** Exercise material follows **

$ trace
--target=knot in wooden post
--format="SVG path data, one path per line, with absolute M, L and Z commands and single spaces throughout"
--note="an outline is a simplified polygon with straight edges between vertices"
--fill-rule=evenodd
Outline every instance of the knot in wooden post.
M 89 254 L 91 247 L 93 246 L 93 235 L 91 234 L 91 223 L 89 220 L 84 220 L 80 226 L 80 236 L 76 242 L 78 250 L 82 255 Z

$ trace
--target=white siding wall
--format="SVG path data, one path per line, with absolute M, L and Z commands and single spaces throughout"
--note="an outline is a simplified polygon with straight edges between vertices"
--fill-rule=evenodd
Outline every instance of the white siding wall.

** End of Exercise material **

### [Activity]
Could you reproduce the data above exactly as given?

### [Response to this exercise]
$ trace
--target=knot in wooden post
--format="SVG path data, one path per line, with absolute M, L and Z commands and single spaces throughout"
--note="an outline is a simplified polygon with straight edges between vertices"
--fill-rule=evenodd
Outline every instance of the knot in wooden post.
M 89 254 L 91 247 L 93 246 L 93 235 L 91 234 L 91 223 L 89 220 L 84 220 L 80 226 L 80 236 L 76 242 L 78 250 L 82 255 Z

$ trace
--target=white siding wall
--format="SVG path data, one path per line, with absolute M, L and Z commands and single spaces throughout"
--note="an outline is a simplified polygon with straight edges between vertices"
--fill-rule=evenodd
Outline every instance of the white siding wall.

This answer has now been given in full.